## [DATASET RECORDS]
□ □ □ □ □
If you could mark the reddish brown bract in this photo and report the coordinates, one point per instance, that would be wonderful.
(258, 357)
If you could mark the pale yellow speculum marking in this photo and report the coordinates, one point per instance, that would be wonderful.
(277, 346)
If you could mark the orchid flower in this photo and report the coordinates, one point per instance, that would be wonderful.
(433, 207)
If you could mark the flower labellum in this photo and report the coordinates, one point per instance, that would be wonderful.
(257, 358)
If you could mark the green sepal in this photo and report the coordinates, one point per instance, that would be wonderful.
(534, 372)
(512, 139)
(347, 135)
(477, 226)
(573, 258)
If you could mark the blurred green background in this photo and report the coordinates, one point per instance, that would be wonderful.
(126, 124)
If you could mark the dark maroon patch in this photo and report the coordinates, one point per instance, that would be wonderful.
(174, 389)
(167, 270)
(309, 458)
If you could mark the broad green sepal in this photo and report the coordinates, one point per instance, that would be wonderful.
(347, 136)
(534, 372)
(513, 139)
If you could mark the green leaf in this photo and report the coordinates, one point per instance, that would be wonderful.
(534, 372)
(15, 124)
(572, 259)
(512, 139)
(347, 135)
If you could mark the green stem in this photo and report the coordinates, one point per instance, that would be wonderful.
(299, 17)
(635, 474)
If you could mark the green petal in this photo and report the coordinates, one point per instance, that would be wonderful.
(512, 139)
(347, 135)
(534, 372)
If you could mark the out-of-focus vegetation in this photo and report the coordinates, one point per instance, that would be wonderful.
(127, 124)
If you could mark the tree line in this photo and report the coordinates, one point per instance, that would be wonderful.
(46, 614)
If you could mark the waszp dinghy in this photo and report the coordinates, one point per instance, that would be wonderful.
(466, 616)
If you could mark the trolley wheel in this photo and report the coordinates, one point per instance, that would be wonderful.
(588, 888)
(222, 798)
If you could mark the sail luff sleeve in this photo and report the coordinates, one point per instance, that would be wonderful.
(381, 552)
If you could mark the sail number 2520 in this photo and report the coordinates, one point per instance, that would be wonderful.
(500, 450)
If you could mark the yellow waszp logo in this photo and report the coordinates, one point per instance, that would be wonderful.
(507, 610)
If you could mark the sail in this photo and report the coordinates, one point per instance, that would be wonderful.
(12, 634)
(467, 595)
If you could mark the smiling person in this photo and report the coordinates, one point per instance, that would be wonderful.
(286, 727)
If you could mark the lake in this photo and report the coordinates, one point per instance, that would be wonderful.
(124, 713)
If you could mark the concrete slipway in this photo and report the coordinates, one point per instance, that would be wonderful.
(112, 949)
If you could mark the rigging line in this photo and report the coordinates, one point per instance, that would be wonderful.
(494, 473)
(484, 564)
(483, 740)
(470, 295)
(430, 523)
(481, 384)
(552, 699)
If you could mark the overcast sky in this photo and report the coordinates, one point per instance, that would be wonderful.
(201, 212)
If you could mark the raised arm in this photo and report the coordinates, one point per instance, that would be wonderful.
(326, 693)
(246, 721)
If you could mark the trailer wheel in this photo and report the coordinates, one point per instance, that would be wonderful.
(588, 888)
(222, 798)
□ □ □ □ □
## [EXERCISE AIM]
Exactly reproduce every line of the records.

## [EXPECTED ANSWER]
If you could mark the reddish brown bract in this photo and report the coordinates, one point per instance, that would be wonderful.
(258, 357)
If you could mark the pale yellow speculum marking in this photo and report the coordinates, one point per instance, that would be wonderful.
(277, 346)
If you could mark the orchid flower in this photo and report the coordinates, one point per instance, that would be wonderful.
(433, 207)
If you could mark the flower labellum in this photo and report the coordinates, one point per instance, that would be wonderful.
(257, 358)
If you could mark the green sepal in this photo and report the coordinates, one point per instance, that would be wonderful.
(534, 372)
(512, 139)
(347, 135)
(477, 226)
(573, 258)
If you could mark the blurred green background in this photo and report the coordinates, one point per instance, that would be wonderful.
(126, 124)
If you could mark the dark maroon patch in this photo and report the coordinates, one point per instance, that would be wonderful.
(174, 389)
(167, 270)
(309, 458)
If you could mark the broad green sepal in this photo and report the coordinates, one point per instance, that would be wonderful.
(347, 136)
(534, 372)
(513, 139)
If you could mark the green leaf in this photo and report the coordinates, one point per instance, that would be wonderful.
(534, 372)
(15, 124)
(572, 259)
(512, 139)
(347, 135)
If you could mark the green stem in this photo and report the coordinates, one point per instance, that would be wonderful.
(299, 17)
(635, 474)
If you could mark the green petal in this photo and report the coordinates, one point per instance, that would be wonderful.
(512, 139)
(347, 135)
(534, 372)
If you could mark the out-of-focus vegetation in this photo and report the coordinates, one point per instance, that would be wonderful.
(127, 124)
If you could mark the tree line in this photo and report the coordinates, one point per instance, that would be wonderful.
(46, 614)
If you could mark the waszp dinghy in this photo and report the coordinates, one point per instance, that would be wonderful.
(466, 616)
If you could mark the trolley wheel in this photo and report the coordinates, one point per instance, that would be wonderful.
(588, 888)
(222, 798)
If you could mark the sail luff sleeve in this photo and report the coordinates, one point per instance, that would be wonderful.
(381, 552)
If you could mark the sail number 2520 in this photo and report the coordinates, one point per instance, that would be wonderful.
(500, 450)
If you could mark the yellow waszp logo in this photo and report the coordinates, one point per instance, that would be wonderful.
(507, 610)
If you could mark the sail in this photo and report the coordinates, one point per instance, that would be wonderful.
(12, 634)
(467, 595)
If you could mark the smiling person in this photo and report the coordinates, one point per instance, that would be wonderful.
(286, 727)
If you could mark the lake in this photo and report the coordinates, one point per instance, that would be wonderful.
(124, 713)
If you could mark the concrete slipway in this photo and report the coordinates, one point per instance, that would be wonderful.
(112, 949)
If you could mark the rigging line in this photo and report the coordinates, one point per instance, that would be wonderful.
(494, 473)
(484, 564)
(483, 740)
(470, 295)
(430, 523)
(481, 384)
(552, 699)
If you could mark the overcast sky in this photo and report the coordinates, one point per instance, that would be wonderful.
(201, 212)
If you could mark the raised arm in this photo and report the coordinates, one point per instance, that would be wonderful.
(326, 693)
(246, 721)
If you could mark the trailer wheel in this photo and report the coordinates, one point per instance, that would be wonderful.
(588, 888)
(222, 798)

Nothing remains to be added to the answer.